WHAT THE TASK ASKS: All the lines below need to be output exactly, apart from any images.

PROVIDED RECORDS START

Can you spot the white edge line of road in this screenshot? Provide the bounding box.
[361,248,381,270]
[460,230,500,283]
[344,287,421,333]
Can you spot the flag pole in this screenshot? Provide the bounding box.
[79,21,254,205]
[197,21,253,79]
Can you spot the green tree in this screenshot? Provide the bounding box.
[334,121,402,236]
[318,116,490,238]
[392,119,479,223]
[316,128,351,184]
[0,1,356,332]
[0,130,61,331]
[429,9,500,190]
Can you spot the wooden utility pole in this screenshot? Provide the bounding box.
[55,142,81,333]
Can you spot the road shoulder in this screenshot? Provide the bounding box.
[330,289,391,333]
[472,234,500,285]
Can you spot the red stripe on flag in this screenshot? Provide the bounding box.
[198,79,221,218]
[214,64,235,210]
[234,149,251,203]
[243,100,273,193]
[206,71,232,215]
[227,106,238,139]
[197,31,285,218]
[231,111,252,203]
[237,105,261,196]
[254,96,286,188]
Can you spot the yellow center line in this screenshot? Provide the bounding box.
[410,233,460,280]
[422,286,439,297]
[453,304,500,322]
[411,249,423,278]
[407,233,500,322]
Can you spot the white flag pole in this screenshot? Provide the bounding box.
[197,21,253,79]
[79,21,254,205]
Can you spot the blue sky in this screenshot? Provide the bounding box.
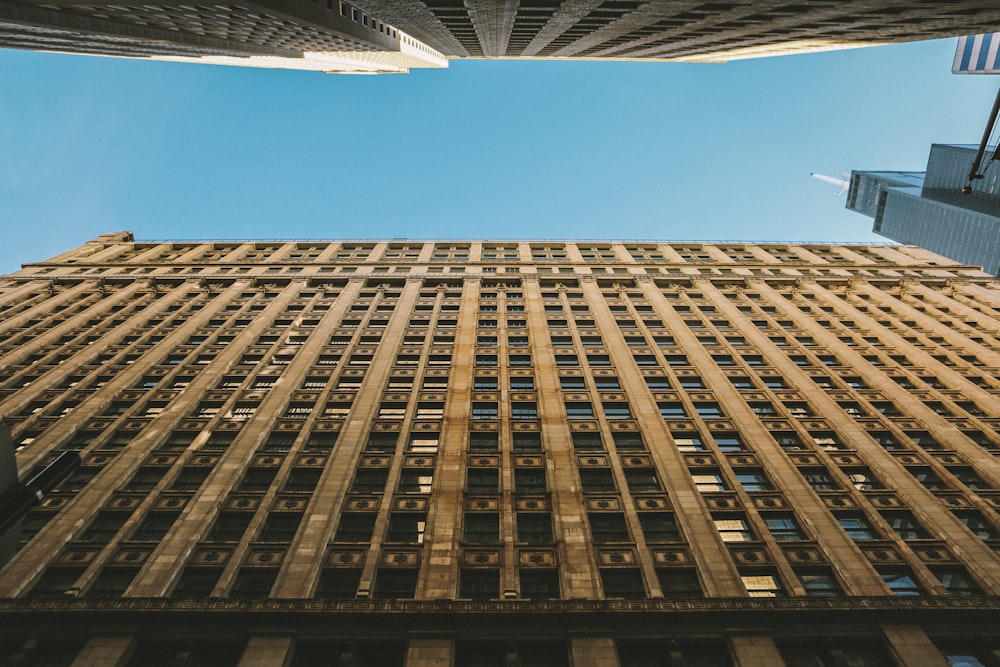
[0,37,997,273]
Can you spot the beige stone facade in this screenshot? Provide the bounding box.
[1,234,1000,665]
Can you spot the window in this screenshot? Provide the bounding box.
[517,514,553,544]
[352,469,388,494]
[600,569,645,599]
[386,514,426,543]
[625,469,660,493]
[474,376,498,390]
[658,402,686,418]
[508,402,537,419]
[520,570,560,600]
[599,402,630,419]
[741,572,783,597]
[953,510,998,539]
[694,402,723,418]
[580,469,617,494]
[656,569,702,598]
[572,432,603,451]
[638,513,680,542]
[398,469,434,494]
[514,469,547,494]
[837,515,877,540]
[409,434,439,453]
[367,434,397,452]
[932,568,981,596]
[911,468,948,491]
[239,467,277,492]
[316,569,361,599]
[513,433,543,453]
[611,432,643,451]
[207,512,253,542]
[230,569,278,598]
[588,513,630,543]
[469,432,499,453]
[880,570,922,596]
[715,516,753,542]
[797,570,841,597]
[415,402,444,418]
[802,469,838,491]
[764,514,805,541]
[644,377,671,390]
[714,434,744,452]
[79,512,131,543]
[736,471,772,492]
[258,513,302,542]
[813,434,844,450]
[693,473,726,493]
[510,377,535,390]
[730,376,754,389]
[132,512,180,541]
[463,513,499,544]
[459,570,500,601]
[845,468,881,491]
[28,567,85,599]
[674,434,704,452]
[949,467,989,490]
[171,567,221,599]
[333,514,376,542]
[373,569,418,599]
[472,402,498,419]
[466,468,498,493]
[565,402,594,418]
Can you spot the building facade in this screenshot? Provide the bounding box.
[0,0,448,74]
[847,144,1000,277]
[2,235,1000,666]
[5,0,1000,71]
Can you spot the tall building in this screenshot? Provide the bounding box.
[847,143,1000,276]
[0,0,448,73]
[4,0,1000,71]
[3,234,1000,666]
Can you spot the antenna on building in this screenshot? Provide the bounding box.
[965,85,1000,194]
[811,172,850,196]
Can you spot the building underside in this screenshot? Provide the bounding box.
[3,0,1000,72]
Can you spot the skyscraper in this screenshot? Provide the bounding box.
[847,143,1000,276]
[2,234,1000,666]
[0,0,448,73]
[4,0,1000,72]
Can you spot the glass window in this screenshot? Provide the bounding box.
[463,513,499,545]
[932,568,981,596]
[638,513,680,542]
[838,515,877,540]
[880,511,928,540]
[764,514,804,541]
[588,513,630,543]
[714,517,752,542]
[880,570,922,596]
[798,570,841,597]
[693,473,726,493]
[741,573,782,597]
[516,513,553,544]
[736,471,772,492]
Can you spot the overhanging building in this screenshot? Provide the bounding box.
[4,0,1000,72]
[847,144,1000,276]
[2,235,1000,666]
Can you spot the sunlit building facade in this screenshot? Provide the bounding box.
[2,234,1000,666]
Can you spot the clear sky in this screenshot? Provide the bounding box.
[0,37,998,273]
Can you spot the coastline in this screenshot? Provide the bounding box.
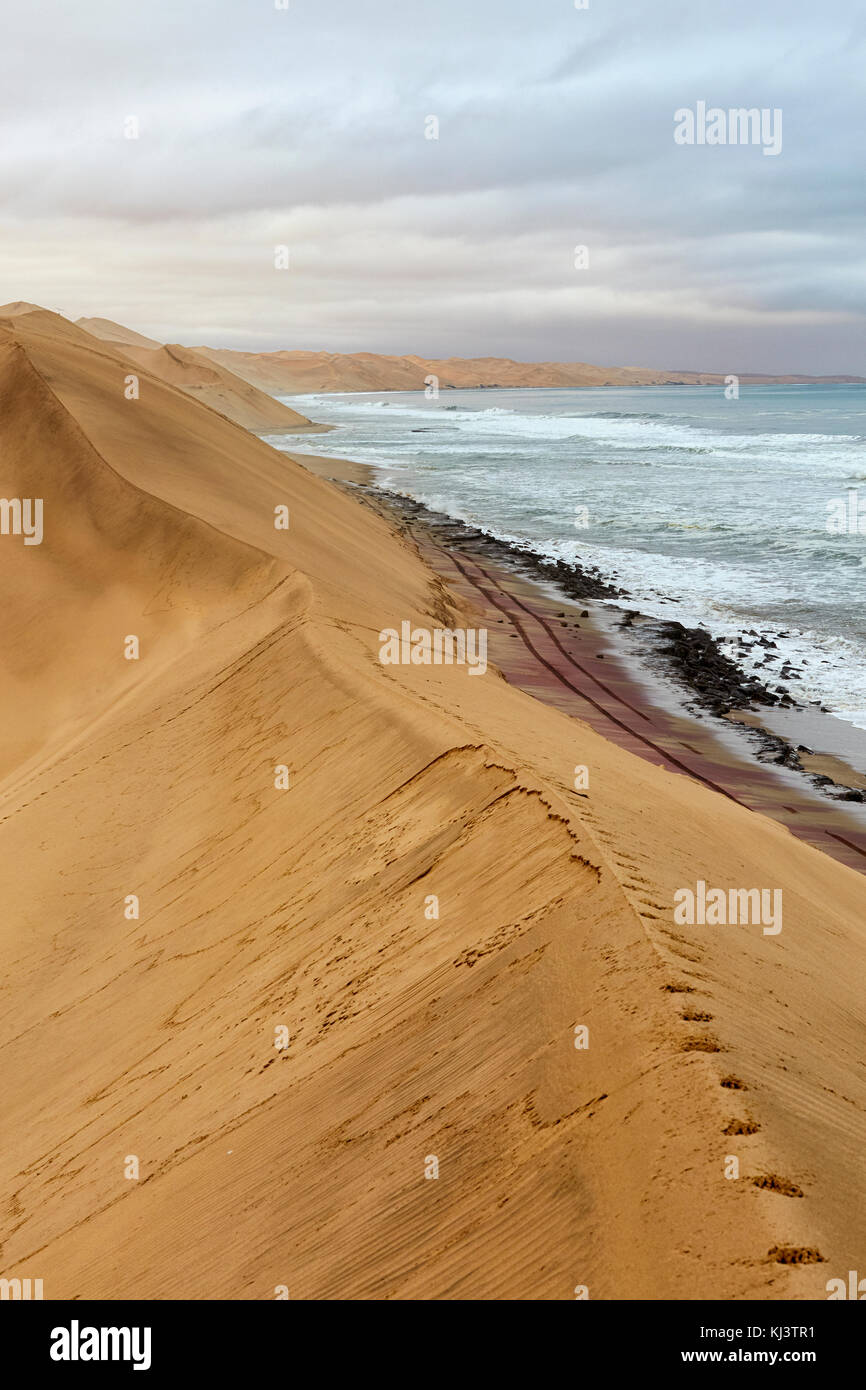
[290,449,866,875]
[280,381,866,746]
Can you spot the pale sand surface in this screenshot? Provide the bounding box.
[1,306,865,1300]
[798,753,866,790]
[283,450,374,485]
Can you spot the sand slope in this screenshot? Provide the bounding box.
[115,342,325,434]
[0,334,285,780]
[70,313,323,433]
[1,307,865,1300]
[76,316,163,351]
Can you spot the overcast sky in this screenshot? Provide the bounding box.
[1,0,863,372]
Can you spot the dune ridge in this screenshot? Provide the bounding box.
[76,316,164,351]
[1,306,864,1300]
[64,310,324,433]
[0,333,289,780]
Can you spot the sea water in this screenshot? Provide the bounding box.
[269,384,866,728]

PROVIDED RECORDS END

EXERCISE OUTPUT:
Can you spot the white edge line of road in this screenshot? Provide the bounding box.
[361,248,381,270]
[460,230,500,283]
[344,287,421,333]
Can you spot the flag pole in this screenshot? Provide the bounding box.
[79,21,254,205]
[197,21,253,79]
Can you spot the green tree in this screenshot? Provide the bounding box.
[334,121,402,236]
[318,116,490,238]
[392,119,479,223]
[316,128,351,184]
[0,1,356,332]
[0,130,61,331]
[429,9,500,190]
Can you spot the wooden utility pole in this screenshot? Provide the bounding box.
[55,142,81,333]
Can you spot the road shoulder in this screenshot? Provide the bounding box.
[330,289,391,333]
[472,234,500,285]
Can you spot the red stripe on flag in this screenshot? Provide the bounding box.
[198,79,221,218]
[214,64,235,210]
[234,149,251,203]
[243,100,273,193]
[206,71,232,215]
[227,106,238,139]
[197,31,285,218]
[231,111,252,203]
[237,105,261,196]
[254,96,286,188]
Can you spot the yellow center line in this screenshot? Provide the bounding box.
[410,233,460,280]
[422,286,439,297]
[453,304,500,322]
[411,249,423,278]
[407,233,500,322]
Can you spot the white flag pole in this screenshot? Provide the bounding box.
[197,21,253,79]
[79,21,254,205]
Can you spot the blue sky in this screenshot? Provide the bounding box.
[0,37,997,273]
Can you spot the beige stone facade in this screenshot? Provide the bounding box.
[1,234,1000,665]
Can you spot the window in this screenshot? Provide the bounding box.
[517,514,553,544]
[352,469,388,494]
[600,569,645,599]
[386,514,426,543]
[625,469,660,493]
[474,376,498,390]
[658,402,686,418]
[508,402,537,419]
[520,570,560,600]
[599,402,630,419]
[741,572,783,597]
[953,510,998,539]
[694,402,723,418]
[580,469,617,494]
[656,569,702,598]
[572,432,603,451]
[638,513,680,542]
[398,469,434,494]
[514,469,547,494]
[837,515,877,540]
[409,434,439,453]
[367,434,397,452]
[932,568,981,596]
[911,468,948,491]
[239,467,277,492]
[316,569,361,599]
[513,433,543,453]
[611,432,643,451]
[207,512,253,542]
[230,569,278,598]
[588,513,630,543]
[469,432,499,453]
[880,570,922,596]
[715,516,753,542]
[797,570,841,597]
[415,402,444,418]
[802,469,838,491]
[764,514,805,541]
[644,377,671,390]
[714,434,744,452]
[79,512,131,543]
[736,471,772,492]
[258,513,302,542]
[813,434,844,450]
[693,473,726,493]
[510,377,535,390]
[730,376,754,389]
[132,512,180,541]
[463,513,499,544]
[459,570,500,601]
[845,468,881,491]
[28,567,85,599]
[674,434,704,452]
[949,467,989,490]
[171,567,221,599]
[333,514,376,542]
[373,569,418,599]
[472,402,498,419]
[466,468,498,493]
[565,402,594,418]
Can you spot the building facade in this screenshot? Provide the bounding box.
[0,0,448,74]
[847,144,1000,277]
[2,235,1000,666]
[5,0,1000,71]
Can you spot the tall building in this screenshot? Provide the bounding box.
[847,143,1000,276]
[0,0,448,73]
[4,0,1000,71]
[3,234,1000,666]
Can you spot the antenna on building in this screenshot? Provide the bounding box.
[965,85,1000,194]
[811,172,850,196]
Can you spot the building underside in this screenshot? Provide the bounding box.
[3,0,1000,72]
Can you spot the skyscraper in this screenshot? Provide the bounding box.
[847,143,1000,276]
[2,234,1000,666]
[0,0,448,73]
[4,0,1000,72]
Can you spot the glass window in this screenshot? Provide the bounding box.
[463,513,499,545]
[932,568,981,596]
[638,513,680,542]
[838,515,877,540]
[880,511,928,540]
[764,514,804,541]
[588,513,630,543]
[714,517,752,542]
[880,570,922,596]
[798,570,841,597]
[693,473,726,493]
[741,573,782,597]
[516,513,553,544]
[736,471,772,492]
Can you spot the overhanging building in this screenshot? Provide the bounding box.
[4,0,1000,72]
[847,144,1000,276]
[2,235,1000,666]
Can you spot the sunlit building facade in this screenshot? Provide the bounding box.
[2,234,1000,666]
Can you spot the clear sky in this screenshot? Provide the bounding box.
[0,37,998,273]
Can you spot the coastline in this screenshot? Provide the bounding box.
[290,449,866,875]
[280,381,866,746]
Can you spot the pale sand surface in this screenshot? Provide the bounding box.
[1,306,865,1300]
[798,753,866,790]
[283,450,374,485]
Can you spot the sand slope in this screenshot? Provide the bounding box.
[115,342,325,434]
[0,334,285,780]
[70,313,323,433]
[1,307,865,1300]
[76,316,163,351]
Can you spot the overcast sky in this screenshot? Provide the bounding box.
[1,0,863,372]
Can you spot the dune ridge in this screenshot? Provide the bounding box.
[76,316,164,351]
[1,306,864,1300]
[64,310,324,433]
[0,333,289,780]
Can you spot the sea water in this screenshot? Provide the bounding box.
[269,384,866,728]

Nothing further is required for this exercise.